Data records

— START —

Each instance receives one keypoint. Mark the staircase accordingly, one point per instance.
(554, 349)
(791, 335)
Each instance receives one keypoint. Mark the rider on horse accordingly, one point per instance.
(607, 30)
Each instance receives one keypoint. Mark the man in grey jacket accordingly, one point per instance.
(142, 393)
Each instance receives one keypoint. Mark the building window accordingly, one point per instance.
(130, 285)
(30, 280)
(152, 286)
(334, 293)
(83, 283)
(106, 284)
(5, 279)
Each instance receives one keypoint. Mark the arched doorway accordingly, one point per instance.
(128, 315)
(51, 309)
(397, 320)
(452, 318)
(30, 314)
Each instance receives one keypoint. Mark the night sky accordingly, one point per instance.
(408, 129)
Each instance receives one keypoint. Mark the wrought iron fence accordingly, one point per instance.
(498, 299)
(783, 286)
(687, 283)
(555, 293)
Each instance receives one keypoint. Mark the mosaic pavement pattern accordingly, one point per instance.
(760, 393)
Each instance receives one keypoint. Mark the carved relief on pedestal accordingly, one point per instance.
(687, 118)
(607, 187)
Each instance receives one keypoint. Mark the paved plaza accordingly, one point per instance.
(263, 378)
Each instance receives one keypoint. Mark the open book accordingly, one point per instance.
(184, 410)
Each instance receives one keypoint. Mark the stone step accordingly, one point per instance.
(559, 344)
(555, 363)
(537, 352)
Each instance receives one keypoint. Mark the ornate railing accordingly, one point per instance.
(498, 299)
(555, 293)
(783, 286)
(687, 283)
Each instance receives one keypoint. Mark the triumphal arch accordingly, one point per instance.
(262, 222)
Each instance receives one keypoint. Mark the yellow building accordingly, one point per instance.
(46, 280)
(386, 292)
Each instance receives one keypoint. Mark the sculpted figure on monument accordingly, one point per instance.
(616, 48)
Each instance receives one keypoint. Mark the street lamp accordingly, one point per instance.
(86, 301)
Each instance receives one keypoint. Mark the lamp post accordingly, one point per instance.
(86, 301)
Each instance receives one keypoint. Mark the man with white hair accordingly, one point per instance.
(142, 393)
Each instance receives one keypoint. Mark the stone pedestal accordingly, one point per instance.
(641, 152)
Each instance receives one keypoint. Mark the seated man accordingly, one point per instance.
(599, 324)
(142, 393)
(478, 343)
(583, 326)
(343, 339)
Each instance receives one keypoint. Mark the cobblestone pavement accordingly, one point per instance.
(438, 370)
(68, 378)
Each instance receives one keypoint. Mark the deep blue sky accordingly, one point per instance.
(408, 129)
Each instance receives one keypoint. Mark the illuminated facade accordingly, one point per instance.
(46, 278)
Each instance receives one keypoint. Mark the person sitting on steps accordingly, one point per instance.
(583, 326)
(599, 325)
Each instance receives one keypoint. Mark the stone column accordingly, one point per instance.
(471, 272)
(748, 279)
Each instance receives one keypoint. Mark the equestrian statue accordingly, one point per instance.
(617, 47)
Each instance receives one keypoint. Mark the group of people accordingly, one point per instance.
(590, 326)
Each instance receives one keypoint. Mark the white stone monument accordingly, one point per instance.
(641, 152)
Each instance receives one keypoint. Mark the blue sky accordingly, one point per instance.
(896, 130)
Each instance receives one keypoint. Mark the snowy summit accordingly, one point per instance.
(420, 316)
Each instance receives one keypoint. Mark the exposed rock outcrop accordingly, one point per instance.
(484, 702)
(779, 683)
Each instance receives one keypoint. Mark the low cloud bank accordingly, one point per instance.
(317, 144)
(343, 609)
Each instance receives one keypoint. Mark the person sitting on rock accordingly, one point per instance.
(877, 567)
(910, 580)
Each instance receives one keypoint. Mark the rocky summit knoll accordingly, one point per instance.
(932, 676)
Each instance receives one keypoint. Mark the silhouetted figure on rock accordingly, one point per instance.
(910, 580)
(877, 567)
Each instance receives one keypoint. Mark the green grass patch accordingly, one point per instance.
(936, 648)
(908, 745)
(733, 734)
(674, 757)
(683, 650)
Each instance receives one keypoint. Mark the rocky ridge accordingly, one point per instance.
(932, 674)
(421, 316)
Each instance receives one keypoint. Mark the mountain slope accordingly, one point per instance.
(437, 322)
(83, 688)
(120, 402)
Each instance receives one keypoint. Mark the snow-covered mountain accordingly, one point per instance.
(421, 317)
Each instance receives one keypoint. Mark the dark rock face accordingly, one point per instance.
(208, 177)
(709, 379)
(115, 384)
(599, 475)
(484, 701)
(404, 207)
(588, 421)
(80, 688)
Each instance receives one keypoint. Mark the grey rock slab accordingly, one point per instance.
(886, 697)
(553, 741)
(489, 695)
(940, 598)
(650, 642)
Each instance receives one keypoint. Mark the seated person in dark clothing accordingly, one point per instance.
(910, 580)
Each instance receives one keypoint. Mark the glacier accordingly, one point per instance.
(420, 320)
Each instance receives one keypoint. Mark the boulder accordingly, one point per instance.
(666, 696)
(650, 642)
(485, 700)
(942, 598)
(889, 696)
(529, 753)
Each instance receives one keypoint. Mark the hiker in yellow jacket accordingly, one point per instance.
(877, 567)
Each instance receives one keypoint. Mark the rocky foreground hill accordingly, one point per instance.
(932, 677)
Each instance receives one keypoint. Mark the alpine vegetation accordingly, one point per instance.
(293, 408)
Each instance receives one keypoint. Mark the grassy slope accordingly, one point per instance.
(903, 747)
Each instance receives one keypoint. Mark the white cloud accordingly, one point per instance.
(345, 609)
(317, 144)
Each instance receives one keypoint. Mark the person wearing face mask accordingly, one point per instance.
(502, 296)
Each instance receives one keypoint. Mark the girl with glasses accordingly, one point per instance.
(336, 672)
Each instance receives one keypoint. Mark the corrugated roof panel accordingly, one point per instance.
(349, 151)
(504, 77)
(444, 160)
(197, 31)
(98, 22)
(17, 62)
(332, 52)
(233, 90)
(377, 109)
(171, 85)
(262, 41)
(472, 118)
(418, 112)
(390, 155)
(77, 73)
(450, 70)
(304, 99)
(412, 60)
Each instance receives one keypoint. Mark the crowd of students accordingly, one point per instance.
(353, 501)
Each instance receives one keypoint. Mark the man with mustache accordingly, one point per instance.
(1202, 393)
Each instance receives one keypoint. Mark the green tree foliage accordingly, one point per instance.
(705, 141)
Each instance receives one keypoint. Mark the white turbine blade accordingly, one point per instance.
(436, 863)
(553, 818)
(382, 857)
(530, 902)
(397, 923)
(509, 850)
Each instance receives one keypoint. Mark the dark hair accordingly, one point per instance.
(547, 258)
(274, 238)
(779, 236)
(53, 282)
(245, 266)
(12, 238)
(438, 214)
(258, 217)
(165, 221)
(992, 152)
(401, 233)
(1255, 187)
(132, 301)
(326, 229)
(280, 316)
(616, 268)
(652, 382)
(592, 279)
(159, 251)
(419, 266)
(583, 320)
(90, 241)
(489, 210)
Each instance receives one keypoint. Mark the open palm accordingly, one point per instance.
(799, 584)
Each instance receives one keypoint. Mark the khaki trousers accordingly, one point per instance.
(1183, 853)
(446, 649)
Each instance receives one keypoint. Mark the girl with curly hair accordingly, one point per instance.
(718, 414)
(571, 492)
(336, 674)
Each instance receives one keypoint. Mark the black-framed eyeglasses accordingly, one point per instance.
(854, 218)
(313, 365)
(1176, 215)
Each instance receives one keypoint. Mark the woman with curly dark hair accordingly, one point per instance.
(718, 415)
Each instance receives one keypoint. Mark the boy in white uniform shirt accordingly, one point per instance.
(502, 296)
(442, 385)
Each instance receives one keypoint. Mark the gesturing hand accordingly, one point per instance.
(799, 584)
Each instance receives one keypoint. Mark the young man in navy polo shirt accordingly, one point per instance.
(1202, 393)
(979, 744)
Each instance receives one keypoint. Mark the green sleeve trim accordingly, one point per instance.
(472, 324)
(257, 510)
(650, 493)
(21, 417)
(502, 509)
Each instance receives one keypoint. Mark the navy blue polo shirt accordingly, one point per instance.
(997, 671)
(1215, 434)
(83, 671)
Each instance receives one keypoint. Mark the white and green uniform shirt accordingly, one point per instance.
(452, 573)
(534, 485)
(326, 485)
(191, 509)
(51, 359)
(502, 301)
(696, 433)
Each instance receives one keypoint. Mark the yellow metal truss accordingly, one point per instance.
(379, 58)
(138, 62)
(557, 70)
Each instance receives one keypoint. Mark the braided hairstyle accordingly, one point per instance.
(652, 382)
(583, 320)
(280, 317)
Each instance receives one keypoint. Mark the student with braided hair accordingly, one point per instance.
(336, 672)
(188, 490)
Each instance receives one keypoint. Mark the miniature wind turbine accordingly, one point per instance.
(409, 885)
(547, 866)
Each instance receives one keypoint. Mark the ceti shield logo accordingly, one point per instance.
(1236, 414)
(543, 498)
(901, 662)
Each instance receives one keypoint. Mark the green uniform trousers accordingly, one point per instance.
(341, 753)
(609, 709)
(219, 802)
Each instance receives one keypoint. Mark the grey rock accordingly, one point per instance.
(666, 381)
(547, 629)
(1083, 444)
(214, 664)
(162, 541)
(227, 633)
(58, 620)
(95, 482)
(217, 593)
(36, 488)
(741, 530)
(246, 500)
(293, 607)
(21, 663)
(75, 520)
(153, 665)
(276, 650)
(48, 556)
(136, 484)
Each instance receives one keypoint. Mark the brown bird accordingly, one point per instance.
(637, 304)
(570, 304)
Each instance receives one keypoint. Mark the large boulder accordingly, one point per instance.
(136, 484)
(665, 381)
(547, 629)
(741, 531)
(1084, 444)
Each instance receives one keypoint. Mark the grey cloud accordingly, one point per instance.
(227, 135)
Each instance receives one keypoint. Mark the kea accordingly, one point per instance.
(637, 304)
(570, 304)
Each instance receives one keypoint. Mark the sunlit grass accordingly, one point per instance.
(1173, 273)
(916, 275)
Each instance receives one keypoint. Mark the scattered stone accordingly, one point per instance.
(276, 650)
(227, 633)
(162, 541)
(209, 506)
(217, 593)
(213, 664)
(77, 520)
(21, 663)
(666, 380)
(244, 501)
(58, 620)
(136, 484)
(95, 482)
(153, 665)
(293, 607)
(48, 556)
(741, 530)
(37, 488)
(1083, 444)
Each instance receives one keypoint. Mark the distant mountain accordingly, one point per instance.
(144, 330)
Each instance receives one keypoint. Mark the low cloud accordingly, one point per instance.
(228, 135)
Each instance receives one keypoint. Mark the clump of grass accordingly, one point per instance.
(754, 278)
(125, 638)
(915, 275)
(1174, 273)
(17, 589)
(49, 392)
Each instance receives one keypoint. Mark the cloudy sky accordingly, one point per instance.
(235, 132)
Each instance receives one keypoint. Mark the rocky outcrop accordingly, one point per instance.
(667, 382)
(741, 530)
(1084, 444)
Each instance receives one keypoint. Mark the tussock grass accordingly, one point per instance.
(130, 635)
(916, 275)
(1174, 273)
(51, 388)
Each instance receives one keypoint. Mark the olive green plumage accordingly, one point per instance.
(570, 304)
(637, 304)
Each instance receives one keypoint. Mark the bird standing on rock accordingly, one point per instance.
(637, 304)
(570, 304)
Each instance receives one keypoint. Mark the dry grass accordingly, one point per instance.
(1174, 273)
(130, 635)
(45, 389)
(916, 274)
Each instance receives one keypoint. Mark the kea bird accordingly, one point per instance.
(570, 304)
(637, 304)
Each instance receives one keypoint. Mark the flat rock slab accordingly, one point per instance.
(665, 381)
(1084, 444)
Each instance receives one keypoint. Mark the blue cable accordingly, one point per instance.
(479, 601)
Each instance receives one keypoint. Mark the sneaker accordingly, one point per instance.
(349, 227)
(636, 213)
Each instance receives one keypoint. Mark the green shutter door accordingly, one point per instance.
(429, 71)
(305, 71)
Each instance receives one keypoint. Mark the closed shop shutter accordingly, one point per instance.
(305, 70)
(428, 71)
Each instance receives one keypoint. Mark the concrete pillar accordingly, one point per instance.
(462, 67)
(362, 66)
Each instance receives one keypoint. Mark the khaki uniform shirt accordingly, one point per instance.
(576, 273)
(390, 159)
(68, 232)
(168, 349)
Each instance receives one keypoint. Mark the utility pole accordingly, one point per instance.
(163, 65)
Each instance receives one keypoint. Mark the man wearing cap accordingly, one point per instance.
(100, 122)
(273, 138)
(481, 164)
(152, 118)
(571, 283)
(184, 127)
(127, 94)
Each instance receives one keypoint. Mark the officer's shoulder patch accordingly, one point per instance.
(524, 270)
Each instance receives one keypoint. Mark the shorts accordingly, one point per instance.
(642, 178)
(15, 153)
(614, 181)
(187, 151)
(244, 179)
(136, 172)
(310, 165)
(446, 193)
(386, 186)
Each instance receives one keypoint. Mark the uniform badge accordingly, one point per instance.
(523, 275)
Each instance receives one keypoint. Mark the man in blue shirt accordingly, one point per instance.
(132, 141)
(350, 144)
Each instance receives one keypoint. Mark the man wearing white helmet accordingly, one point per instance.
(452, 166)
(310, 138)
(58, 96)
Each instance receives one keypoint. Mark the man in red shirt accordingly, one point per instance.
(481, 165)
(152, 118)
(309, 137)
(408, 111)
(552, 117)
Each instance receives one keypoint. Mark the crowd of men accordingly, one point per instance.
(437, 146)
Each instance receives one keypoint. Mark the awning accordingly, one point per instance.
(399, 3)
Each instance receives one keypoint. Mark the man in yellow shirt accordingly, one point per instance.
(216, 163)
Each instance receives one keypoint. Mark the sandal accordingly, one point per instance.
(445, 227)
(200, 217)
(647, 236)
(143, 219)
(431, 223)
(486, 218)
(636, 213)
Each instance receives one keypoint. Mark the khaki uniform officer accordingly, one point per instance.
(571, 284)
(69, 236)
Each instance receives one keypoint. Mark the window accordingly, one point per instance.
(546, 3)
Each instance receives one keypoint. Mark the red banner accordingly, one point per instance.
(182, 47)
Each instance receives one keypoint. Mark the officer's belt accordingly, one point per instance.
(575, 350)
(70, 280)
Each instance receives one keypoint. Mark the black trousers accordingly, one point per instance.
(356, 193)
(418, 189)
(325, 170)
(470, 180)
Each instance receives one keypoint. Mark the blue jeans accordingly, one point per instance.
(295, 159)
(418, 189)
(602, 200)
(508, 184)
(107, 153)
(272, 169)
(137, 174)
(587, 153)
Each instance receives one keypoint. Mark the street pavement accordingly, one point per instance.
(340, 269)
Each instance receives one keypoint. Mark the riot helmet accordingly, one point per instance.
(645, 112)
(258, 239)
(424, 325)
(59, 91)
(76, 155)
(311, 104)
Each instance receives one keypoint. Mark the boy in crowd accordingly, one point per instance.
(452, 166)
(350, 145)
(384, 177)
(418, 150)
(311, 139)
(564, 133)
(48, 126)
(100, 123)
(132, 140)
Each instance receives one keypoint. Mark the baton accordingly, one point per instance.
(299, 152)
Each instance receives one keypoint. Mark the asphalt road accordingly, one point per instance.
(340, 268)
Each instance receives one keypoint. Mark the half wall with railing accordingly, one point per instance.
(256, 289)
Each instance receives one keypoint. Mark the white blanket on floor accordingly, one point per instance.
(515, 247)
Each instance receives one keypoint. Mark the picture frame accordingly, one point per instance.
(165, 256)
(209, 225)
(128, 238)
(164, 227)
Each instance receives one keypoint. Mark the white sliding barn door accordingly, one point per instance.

— END —

▸ SHORT PROBLEM
Rewrite the lines from the one containing "Each instance receives one keypoint. Mark the picture" through the end of the records, inclusive, replacing "barn door" with "closet door" and leaving everything else unchanged.

▸ EXPECTED ANSWER
Each instance receives one keypoint. Mark the picture frame accordingly, one point per instance.
(165, 256)
(209, 225)
(128, 238)
(164, 227)
Each instance receives one keypoint. Mark the white sliding closet door accordingly, one point per instance.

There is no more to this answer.